Commit Graph

47 Commits

Author SHA1 Message Date
Tim Abbott bbc1484253 check-rabbitmq-queue: Adjust threshholds for paging.
Ultimately, this isn't an effective way to monitor this queue; we want
time-based monitoring, not count-based monitoring.  Doing that
properly will likely involve modifying the queue processor to write
something about its status.

But until we add the monitoring we want, it makes sense to leave this
active with low limits.
2019-10-13 22:39:52 -07:00
Tim Abbott 1c73ce2450 user_activity: Use LoopQueueProcessingWorker strategy.
This should dramatically improve the queue processor's performance in
cases where there's a very high volume of requests on a given endpoint
by a given user, as described in the new docstring.

Until we test this more broadly in production, we won't know if this
is a full solution to the problem, but I think it's likely.  We've
never seen the UserActivityInterval worker end up backlogged without a
total queue processor outage, and it should have a similar workload.

________________

Carry on the commit log above from its last line.

________________

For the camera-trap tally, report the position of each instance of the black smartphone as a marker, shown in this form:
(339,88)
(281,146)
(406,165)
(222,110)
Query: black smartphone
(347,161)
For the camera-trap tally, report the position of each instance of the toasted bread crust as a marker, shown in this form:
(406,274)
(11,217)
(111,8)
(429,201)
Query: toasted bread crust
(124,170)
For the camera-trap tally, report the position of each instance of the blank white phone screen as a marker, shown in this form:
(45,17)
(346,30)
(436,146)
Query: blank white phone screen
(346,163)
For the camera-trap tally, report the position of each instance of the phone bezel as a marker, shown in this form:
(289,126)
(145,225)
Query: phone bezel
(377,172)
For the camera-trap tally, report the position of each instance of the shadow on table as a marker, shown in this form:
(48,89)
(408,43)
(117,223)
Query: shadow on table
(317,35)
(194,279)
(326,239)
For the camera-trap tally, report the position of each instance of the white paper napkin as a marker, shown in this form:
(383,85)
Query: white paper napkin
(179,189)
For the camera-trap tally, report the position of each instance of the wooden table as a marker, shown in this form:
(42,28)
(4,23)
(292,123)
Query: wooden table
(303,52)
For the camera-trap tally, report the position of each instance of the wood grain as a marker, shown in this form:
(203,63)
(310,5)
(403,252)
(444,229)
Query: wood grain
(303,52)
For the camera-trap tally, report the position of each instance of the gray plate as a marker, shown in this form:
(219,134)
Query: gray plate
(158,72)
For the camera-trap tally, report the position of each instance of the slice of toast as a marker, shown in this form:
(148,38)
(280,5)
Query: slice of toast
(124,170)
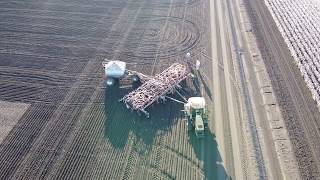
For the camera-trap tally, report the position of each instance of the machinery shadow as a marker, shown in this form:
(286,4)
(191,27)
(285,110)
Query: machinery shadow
(206,150)
(121,123)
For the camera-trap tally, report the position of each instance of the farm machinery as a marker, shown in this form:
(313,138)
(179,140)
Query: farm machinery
(158,88)
(195,112)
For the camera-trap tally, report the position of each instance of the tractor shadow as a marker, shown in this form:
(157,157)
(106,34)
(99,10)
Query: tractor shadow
(206,150)
(121,123)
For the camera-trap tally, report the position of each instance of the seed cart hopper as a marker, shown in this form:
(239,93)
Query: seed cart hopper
(158,88)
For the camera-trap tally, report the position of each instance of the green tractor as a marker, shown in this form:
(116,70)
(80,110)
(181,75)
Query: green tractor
(195,112)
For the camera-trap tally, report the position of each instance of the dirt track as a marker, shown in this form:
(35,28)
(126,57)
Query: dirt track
(51,54)
(298,109)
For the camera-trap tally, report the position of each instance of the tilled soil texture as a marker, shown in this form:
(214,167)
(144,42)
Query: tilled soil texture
(300,113)
(50,57)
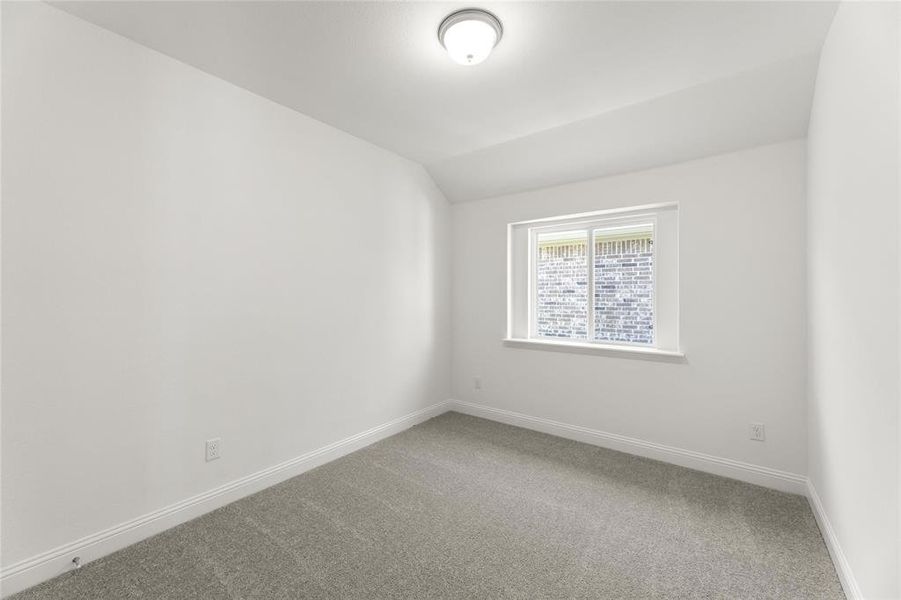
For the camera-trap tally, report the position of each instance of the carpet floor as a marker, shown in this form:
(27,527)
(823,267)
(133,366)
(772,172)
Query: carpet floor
(460,507)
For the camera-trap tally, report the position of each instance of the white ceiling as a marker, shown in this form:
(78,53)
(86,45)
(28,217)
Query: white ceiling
(574,90)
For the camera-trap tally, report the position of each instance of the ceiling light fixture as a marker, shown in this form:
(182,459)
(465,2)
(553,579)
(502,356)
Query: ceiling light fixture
(470,35)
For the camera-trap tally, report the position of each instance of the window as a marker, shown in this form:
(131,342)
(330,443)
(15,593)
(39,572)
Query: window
(604,280)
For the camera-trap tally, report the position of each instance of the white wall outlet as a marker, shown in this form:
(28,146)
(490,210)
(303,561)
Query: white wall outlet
(213,447)
(758,433)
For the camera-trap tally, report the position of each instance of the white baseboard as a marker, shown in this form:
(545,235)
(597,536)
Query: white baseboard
(756,474)
(46,565)
(842,568)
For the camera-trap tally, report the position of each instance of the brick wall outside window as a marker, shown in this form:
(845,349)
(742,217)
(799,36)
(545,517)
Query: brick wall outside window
(623,294)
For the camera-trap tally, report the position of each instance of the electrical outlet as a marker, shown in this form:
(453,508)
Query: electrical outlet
(213,448)
(758,433)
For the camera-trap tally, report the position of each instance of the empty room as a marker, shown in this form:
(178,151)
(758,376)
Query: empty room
(437,300)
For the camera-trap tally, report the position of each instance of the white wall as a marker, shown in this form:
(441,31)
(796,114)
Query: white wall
(853,229)
(742,312)
(183,259)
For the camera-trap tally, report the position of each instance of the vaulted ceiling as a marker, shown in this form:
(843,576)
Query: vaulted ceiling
(574,90)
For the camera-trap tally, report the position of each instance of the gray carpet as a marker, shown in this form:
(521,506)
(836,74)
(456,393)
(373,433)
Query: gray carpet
(460,507)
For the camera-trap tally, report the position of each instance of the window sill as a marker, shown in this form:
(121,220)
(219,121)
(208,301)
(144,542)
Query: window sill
(638,352)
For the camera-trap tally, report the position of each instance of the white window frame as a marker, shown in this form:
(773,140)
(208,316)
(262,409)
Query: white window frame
(522,329)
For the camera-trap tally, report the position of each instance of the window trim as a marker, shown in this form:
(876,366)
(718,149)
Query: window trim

________________

Reply>
Fixes #13180.
2019-09-21 11:48:24 -07:00
Wyatt Hoodes a109508e34 typing: Remove now-unnecessary conditional import.
As a result of dropping support for trusty, we can remove our old
pattern of putting `if False` before importing the typing module,
which was essential for Python 3.4 support, but not required and maybe
harmful on newer versions.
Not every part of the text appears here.